WebTrader: Discovery and Programmed Access to Web-Based Services

Venu Vasudevan 1 and Tom Bannon 2
{venu, bannon}@objs.com
 1 Object Services and Consulting Inc., 1942 E. Todd Drive, Tempe, AZ 85283
2 Object Services and Consulting Inc., 5111 Purdue Ave., Dallas, TX 75209

Abstract


As more and more services become web-enabled, the web needs a service trading infrastructure to automate the discovery of and access to web services. Without this infrastructure, we are limited to accessing services in isolation via interactive front ends. An effective service discovery infrastructure will enable the construction of applications that are dynamic ecologies of web components. Platform specific traders have been implemented in AI and distributed object architectures, but are not capable of catering to the diversity of web service implementations. This paper describes the design and implementation of WebTrader, a trader that handles the heterogeneity, scalability and evolution in a web-based service market.

**PROMPT 1**
Based on the WebTrader abstract above, does each statement agree with the text? Answer yes or no for each, quoting the deciding words. (a) Platform-specific traders have already been built in AI and distributed object architectures. (b) Platform-specific traders can handle the diversity of web service implementations. (c) Without a trading infrastructure, services can be reached only in isolation through interactive front ends.
**PROMPT 2**
Go on with the WebTrader abstract from its last sentence.

**INFORMATION GIVEN**
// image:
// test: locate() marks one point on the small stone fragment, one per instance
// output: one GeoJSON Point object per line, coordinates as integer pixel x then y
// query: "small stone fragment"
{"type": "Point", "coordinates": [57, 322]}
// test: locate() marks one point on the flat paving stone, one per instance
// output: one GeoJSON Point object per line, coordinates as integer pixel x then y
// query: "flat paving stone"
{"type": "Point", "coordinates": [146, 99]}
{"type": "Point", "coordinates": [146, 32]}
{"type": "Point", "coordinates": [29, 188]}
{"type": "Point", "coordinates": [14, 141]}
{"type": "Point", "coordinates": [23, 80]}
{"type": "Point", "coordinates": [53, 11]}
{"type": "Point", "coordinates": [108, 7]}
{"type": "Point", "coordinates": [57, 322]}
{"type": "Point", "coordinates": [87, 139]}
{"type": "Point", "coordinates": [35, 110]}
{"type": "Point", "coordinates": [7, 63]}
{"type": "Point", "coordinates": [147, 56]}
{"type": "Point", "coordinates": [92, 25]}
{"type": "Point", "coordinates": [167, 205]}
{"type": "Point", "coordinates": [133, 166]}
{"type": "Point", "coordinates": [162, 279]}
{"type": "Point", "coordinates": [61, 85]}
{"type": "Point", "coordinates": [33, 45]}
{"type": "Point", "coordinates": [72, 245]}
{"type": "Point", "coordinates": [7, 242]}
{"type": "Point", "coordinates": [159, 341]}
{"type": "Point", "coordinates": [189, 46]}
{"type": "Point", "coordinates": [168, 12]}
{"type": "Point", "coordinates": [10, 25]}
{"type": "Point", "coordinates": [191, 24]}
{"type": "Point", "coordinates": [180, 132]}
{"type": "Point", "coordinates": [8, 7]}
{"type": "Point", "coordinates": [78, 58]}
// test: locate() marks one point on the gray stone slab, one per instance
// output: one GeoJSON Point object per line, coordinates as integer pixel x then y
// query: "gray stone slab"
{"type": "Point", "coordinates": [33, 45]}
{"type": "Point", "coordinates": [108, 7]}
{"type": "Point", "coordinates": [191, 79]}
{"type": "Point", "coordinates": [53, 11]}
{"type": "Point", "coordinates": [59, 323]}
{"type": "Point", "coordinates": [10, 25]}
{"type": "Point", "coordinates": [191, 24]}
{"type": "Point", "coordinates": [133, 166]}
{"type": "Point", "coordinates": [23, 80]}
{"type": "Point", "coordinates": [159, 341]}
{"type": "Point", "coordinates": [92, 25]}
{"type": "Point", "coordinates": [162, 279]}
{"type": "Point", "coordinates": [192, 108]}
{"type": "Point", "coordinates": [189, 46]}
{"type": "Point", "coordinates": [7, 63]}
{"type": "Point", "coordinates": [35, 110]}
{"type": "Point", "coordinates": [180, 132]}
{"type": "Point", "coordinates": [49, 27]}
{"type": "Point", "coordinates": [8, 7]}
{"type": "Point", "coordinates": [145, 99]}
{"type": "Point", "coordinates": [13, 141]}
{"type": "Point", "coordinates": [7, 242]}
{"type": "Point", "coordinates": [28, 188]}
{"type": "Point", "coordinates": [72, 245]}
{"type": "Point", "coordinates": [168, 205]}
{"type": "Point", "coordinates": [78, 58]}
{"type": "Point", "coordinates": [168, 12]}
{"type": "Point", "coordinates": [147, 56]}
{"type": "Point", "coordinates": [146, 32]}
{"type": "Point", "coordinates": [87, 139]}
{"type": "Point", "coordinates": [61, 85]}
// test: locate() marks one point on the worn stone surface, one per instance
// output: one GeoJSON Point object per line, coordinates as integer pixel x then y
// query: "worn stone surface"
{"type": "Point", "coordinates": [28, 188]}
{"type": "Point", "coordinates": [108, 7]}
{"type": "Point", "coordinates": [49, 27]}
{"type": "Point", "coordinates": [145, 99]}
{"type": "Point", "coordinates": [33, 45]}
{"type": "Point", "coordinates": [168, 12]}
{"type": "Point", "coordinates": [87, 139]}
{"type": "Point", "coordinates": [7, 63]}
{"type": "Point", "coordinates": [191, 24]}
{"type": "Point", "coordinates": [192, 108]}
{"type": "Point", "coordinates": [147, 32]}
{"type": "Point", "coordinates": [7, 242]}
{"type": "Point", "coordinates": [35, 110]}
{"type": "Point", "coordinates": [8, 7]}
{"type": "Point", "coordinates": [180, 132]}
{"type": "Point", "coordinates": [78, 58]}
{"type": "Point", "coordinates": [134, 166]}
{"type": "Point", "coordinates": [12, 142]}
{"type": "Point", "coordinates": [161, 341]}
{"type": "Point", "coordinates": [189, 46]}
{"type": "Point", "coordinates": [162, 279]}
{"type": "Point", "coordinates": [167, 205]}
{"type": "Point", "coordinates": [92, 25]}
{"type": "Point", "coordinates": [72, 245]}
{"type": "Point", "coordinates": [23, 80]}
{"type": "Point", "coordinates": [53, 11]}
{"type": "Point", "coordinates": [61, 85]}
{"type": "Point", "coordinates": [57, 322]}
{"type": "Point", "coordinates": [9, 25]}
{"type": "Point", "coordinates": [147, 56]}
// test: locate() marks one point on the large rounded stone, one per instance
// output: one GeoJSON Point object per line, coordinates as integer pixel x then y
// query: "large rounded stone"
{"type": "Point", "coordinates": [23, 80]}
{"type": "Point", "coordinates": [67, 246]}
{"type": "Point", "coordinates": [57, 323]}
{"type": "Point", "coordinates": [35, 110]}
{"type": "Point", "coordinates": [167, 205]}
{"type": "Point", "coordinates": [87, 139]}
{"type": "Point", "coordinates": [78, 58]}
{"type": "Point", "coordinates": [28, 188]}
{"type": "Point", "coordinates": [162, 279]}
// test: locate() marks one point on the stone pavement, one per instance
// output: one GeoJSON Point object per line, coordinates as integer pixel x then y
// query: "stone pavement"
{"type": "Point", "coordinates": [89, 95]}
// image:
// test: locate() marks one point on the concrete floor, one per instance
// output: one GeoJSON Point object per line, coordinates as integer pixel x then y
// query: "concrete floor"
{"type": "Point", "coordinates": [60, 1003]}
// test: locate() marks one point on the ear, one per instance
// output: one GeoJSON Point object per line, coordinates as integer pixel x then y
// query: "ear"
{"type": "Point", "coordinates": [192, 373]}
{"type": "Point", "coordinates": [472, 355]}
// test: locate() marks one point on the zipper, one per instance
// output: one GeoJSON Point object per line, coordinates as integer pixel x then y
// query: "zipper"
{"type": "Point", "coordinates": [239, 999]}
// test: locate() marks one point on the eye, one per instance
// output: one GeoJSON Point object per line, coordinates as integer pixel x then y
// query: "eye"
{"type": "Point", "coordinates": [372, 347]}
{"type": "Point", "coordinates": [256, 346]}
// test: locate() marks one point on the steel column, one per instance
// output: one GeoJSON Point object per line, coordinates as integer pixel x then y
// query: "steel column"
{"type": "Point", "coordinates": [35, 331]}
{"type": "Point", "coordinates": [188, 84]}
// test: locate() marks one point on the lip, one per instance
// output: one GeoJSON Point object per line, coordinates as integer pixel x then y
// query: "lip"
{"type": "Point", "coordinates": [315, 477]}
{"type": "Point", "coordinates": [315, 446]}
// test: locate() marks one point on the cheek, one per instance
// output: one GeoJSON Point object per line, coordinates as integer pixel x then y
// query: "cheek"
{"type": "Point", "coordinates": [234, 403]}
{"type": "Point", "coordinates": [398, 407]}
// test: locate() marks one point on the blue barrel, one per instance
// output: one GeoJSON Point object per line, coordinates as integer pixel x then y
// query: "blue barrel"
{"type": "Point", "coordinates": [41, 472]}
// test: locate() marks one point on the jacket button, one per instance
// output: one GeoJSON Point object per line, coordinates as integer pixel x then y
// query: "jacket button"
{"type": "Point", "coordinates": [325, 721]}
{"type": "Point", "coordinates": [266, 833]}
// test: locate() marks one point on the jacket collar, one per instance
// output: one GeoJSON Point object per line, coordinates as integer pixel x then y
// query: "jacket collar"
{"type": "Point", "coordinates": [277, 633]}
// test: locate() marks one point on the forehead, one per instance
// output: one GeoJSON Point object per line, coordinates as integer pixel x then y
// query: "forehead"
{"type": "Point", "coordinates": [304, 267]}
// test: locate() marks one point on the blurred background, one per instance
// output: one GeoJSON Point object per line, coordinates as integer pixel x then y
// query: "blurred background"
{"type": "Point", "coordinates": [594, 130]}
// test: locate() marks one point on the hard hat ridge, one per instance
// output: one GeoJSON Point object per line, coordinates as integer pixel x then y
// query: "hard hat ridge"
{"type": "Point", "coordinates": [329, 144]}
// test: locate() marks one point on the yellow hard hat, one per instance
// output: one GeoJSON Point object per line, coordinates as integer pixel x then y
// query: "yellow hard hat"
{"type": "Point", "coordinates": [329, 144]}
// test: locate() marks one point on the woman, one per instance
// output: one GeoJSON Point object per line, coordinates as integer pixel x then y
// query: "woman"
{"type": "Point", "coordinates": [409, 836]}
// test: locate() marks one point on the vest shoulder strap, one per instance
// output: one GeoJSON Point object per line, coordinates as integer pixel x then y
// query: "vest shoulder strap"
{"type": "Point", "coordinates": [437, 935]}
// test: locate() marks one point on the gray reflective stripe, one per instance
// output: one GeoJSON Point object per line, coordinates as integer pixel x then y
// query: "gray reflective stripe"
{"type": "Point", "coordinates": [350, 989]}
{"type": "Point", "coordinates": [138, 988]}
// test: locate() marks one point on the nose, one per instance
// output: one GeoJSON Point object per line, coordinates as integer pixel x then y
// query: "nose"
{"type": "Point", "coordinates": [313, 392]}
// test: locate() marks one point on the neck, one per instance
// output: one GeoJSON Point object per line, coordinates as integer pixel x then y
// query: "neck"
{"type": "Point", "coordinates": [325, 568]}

**TASK OUTPUT 1**
(a) Yes: "Platform specific traders have been implemented in AI and distributed object architectures"
(b) No: "but are not capable of catering to the diversity of web service implementations"
(c) Yes: "Without this infrastructure, we are limited to accessing services in isolation via interactive front ends."

**TASK OUTPUT 2**
Keywords

web searching; agents; service discovery; web automation; trader; crawler;  metadata

1. Introduction

The web is rapidly transitioning from a document repository to an open service market supporting large numbers of globally accessible services. The transition is driven specifically by the growth of  e-commerce, and more generally by a push towards the web as a worldwide computational platform [Kini96, Vahd98]. Web services are currently accessed interactively and in isolation via web page front-ends, as the web lacks an  infrastructure to support service discovery and programmed access. The addition of a service discovery and access service (a.k.a. trader) [OMG96, Deck97] will enable complex applications to be architected as dynamic ecologies of interacting web agents.

While traders resemble document search engines in that they address a search problem, document search engines are inadequate to solve the service search problem for several reasons.  Current search engines support keyword-based querying and indexing of information. Keyword-based service descriptions cannot capture such aspects of service delivery as location, access methods, access semantics, information quality and cost. Secondly, search engines are designed for human interaction, and do not allow client programs to specify the distance functions and filtering criteria to be used in soft matchmaking.  Lastly, the impact of outdated index information is more serious in the case of service trades than it is on document searches. For instance, outdated cost information about a service can cause a client to pay more than anticipated for a service. Document search engines do not provide any means for a client to specify the quality and certification level of the index information it wants to use in a service search. These are some reasons why service discovery needs a specialized search tool.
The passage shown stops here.